# The Classic!



## Fish-N-Dip72 (May 21, 2013)

The classic starts today who do you have winning?


----------



## robertj298 (Feb 23, 2009)

Fish-N-Dip72 said:


> The classic starts today who do you have winning?


Only a fool would not say KVD.


----------



## Fish-N-Dip72 (May 21, 2013)

everyone loves KVD me included but im going with G-Man Gerald Swindle, it's his home lake, he has the experience, and he wants it worse than bad, should be interesting!


----------



## briney dave (Aug 28, 2013)

wish they would cover this live: My high school club is going to join me to watch weigh -ins but that is not nearly as neat as watching some real time footage and approachs would be


----------



## Fish-N-Dip72 (May 21, 2013)

briney dave said:


> wish they would cover this live: My high school club is going to join me to watch weigh -ins but that is not nearly as neat as watching some real time footage and approachs would be


ya I agree!


----------



## Buzzking (Feb 15, 2013)

The winner is David Walker!! He is long overdue for a classic win.


----------



## toddparker (Apr 21, 2012)

Martens or paluniak


----------



## REEL GRIP (Jan 11, 2013)

Edwin Evers is gonna be right near the top,
He is the best angler in the top 10.
KVD cant find no big fish.
I hope Fred R. wins,
He uses Reelgrips,
I could use the air time, 
when it hits TV


----------



## polebender (Oct 29, 2011)

And the winner is Randy Howell !!


----------



## Buzzking (Feb 15, 2013)

Congrats to Randy Howell! Proving once again that good things happen to good people. (Runs a Triton too!)


----------



## Steelhead Fever (Dec 31, 2009)

briney dave said:


> wish they would cover this live: My high school club is going to join me to watch weigh -ins but that is not nearly as neat as watching some real time footage and approachs would be


what high school?


----------



## Dinger (Aug 24, 2005)

I was worried that the G-man was gonna drive through and knock RH off the stage!

Nyuck Nyuck Nyuck!

Ding


----------

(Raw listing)

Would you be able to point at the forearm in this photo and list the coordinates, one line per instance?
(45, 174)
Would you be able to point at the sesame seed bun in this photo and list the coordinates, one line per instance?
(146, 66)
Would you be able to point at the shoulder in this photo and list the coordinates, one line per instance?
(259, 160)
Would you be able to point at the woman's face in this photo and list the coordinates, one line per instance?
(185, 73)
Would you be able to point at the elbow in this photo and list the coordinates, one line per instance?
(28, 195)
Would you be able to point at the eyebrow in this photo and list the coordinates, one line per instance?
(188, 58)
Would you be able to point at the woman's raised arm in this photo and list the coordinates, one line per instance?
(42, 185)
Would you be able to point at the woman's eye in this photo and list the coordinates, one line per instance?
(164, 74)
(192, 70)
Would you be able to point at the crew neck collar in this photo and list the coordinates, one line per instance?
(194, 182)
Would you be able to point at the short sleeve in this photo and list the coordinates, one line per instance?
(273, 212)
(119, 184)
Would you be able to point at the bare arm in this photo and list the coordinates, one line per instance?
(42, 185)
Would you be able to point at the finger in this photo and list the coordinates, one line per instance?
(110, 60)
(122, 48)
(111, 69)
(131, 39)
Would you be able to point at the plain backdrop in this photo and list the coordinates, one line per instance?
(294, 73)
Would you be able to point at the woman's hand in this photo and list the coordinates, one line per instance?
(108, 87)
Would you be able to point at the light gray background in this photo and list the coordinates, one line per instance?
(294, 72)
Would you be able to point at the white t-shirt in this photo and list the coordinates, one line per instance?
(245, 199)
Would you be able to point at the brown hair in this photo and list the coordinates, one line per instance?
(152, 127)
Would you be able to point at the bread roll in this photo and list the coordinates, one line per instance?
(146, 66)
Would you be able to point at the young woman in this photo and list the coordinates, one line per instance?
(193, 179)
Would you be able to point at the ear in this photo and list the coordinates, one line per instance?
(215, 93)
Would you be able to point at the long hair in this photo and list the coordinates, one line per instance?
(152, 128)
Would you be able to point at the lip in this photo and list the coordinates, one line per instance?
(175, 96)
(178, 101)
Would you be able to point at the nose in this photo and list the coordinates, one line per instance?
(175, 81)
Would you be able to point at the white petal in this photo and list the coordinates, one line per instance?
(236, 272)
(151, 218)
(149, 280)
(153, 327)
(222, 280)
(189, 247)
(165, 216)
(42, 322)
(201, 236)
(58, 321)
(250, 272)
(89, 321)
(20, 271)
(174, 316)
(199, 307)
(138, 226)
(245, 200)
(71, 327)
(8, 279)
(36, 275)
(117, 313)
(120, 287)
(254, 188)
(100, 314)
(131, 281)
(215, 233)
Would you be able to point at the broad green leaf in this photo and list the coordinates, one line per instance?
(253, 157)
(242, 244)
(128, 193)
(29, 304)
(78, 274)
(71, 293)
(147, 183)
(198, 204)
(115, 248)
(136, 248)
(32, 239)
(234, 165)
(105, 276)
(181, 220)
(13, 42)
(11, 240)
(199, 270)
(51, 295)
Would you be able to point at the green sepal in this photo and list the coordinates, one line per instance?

TASK DESCRIPTION ▸ In the Classic forum thread, what reasons does Fish-N-Dip72 give for picking Gerald Swindle to win? The listing has no connection to the Classic forum thread.

FINISHED ANSWER ▸ It is his home lake, he has the experience, and he wants it badly.